AIM OF THE TASK:
Identify each line in the listing below that contains the string "white" and copy those lines. Matching is case-sensitive.
+++ RECORDS FOR THE TASK +++
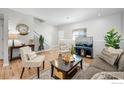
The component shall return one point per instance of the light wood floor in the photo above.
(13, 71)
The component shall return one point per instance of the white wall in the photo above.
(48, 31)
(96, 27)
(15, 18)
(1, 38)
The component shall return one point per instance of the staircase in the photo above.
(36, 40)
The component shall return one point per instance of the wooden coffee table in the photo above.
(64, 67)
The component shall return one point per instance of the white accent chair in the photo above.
+++
+++ RECORDS FOR THE TASK +++
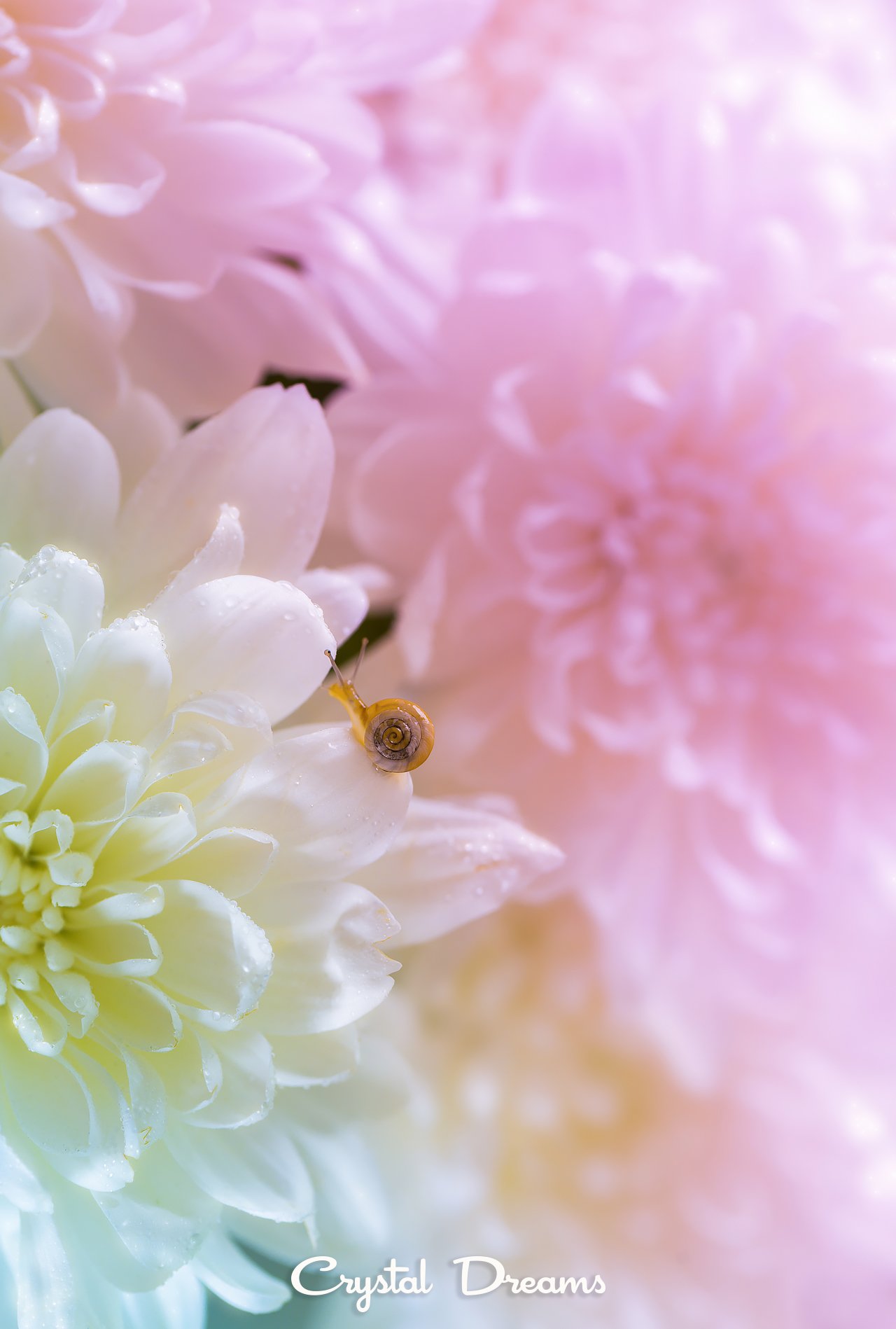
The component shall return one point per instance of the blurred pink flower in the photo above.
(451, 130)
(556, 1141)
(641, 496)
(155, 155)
+++
ANSWER:
The component shall return one point per instance of the white wall in the photo above.
The component shall return one point per instance of the white accent chair in the photo above.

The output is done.